## Source passage:

Reality Check: Is VoIP Ready for Major Corporations?

Fidelity Investments, the Boston-based financial services firm, uses voice-over-IP technology in most of its international offices to save on long-distance charges to other Fidelity locations. To date, it’s put IP-based phones on the desks of about 10% of its 30,000 employees.

Mike Brady, Fidelity’s senior vice president of telecommunications, leads a team that runs the voice networks and ensures calls meets the company’s quality standards. It’s a tough job, not least of which is because he’s usually thousands of miles away from the people who need his help.

But the trickiest part, Brady says, stems from the fact that data networks were not intended to carry voice. They’re resilient for data: IP networks automatically reroute transmissions if one network segment fails. The trouble is, that trait can absolutely murder phone calls, because increasing the time it takes for the data that comprises a voice call to reach its destination—by even a quarter of a second—can turn a conversation into gibberish.

Traditional data network management tools can’t always provide enough information to see glitches that affect voice. Using regular network monitoring systems, “we can understand delays between any two points in a network,” Brady says. “But with voice-over-IP, that’s no longer good enough.”

## Supplied records:
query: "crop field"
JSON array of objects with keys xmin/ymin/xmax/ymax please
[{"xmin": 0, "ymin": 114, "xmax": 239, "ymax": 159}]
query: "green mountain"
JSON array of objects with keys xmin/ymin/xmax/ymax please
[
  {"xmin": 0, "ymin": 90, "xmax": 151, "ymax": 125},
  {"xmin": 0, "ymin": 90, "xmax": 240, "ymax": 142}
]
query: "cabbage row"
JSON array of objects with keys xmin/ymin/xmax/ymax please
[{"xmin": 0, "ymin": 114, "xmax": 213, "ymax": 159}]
---
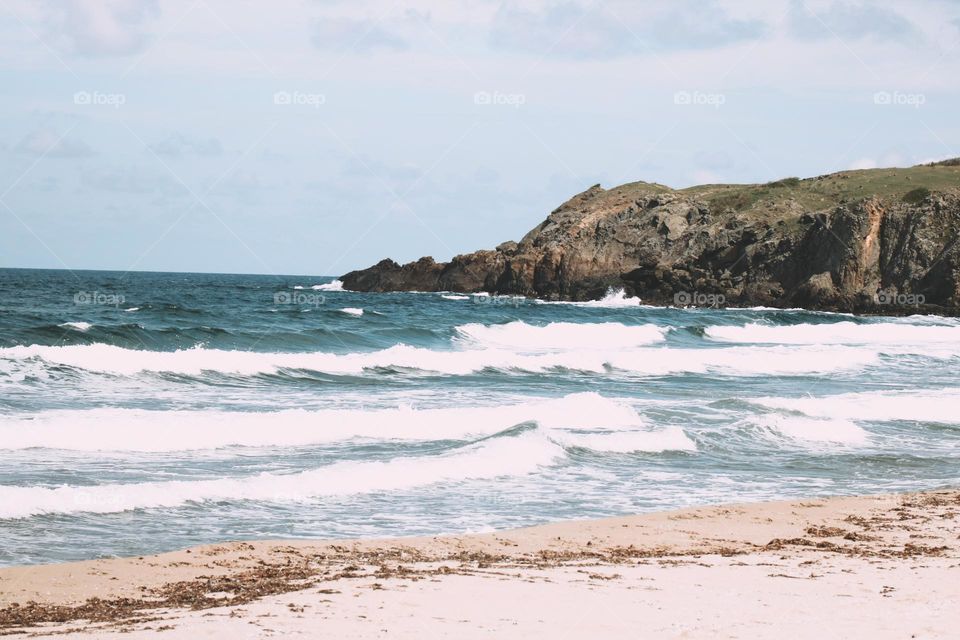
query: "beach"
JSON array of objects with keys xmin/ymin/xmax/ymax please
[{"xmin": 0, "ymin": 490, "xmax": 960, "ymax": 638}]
* * *
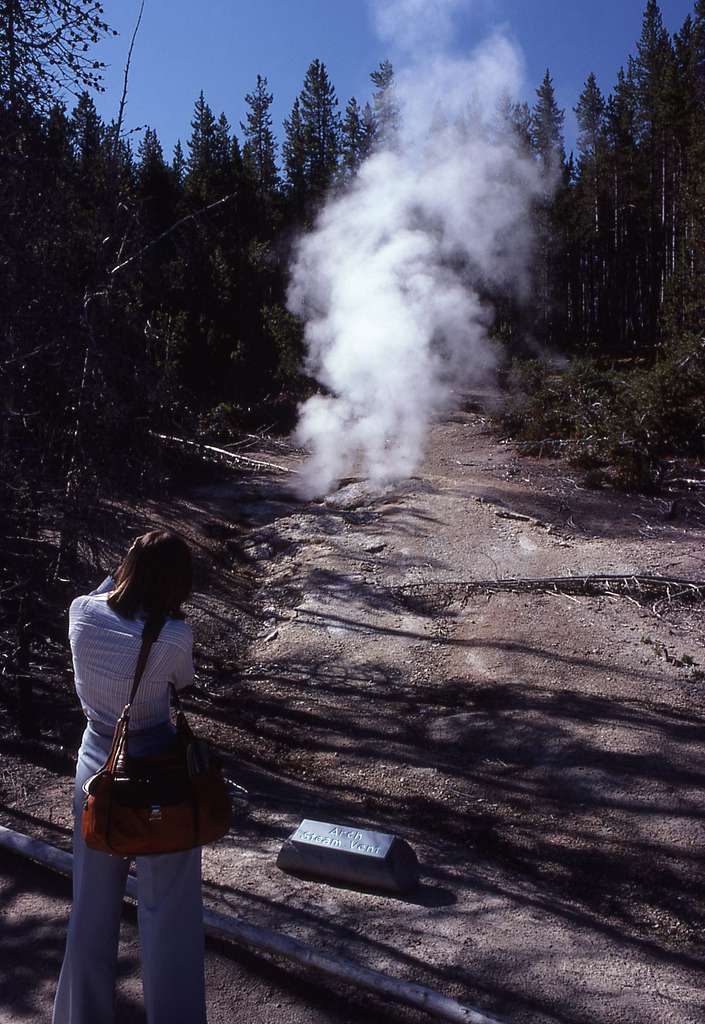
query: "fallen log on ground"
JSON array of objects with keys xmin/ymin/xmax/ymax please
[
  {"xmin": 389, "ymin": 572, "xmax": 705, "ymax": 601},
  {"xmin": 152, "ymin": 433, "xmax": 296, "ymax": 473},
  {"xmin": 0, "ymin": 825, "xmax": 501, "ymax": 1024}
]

## Work item:
Continue the passage on whether voice-over-IP is ready for major corporations, starting right after its last sentence.

## Result for this task:
Fidelity uses a technology called quality of service, which instructs a network to always send voice traffic ahead of other data, to minimize the chance of delays. But today such quality-of-service information doesn’t carry over from one network to another (although newer technologies, such as Multiprotocol Label Switching, or MPLS, promise to do this once they’re widely deployed).

Brady had to find a better way to crack this nut. So, for the past year, Fidelity has used monitoring equipment from Brix Networks, a small Boston-area firm, to catch degradation of IP phone service before complaints start trickling in. Brix’ boxes place simulated voice calls every few minutes from various points on the network, and can detect when sound quality is going south. “Brix helps us find and fix the ‘gray’ failures,” Brady says.

A cottage industry has sprung up around ensuring quality for voice-over-IP networks. Specialists attacking this problem include startups such as Brix, Qovia and Viola Networks; data network monitoring tools providers like Apparent Networks, Integrated Research and NetIQ also provide products for monitoring IP telephony. In addition, major vendors of IP phone equipment, including Avaya and Cisco Systems, sell voice-quality assurance tools along with their systems.

Such products are crucial for many organizations that have moved to IP telephony and that used to rely on third-party technicians, or a phone company, to manage their voice service.

“We are, in essence, our own telco now,” says Norm Baxter, an information-technology project leader in the city of Mississauga in Ontario, Canada. The city two years ago replaced phone lines supplied by Bell Canada with a Cisco phone system. On the plus side, he notes: “We don’t have to wait 48 hours for a response from Bell Canada to find out what’s going on with the system.”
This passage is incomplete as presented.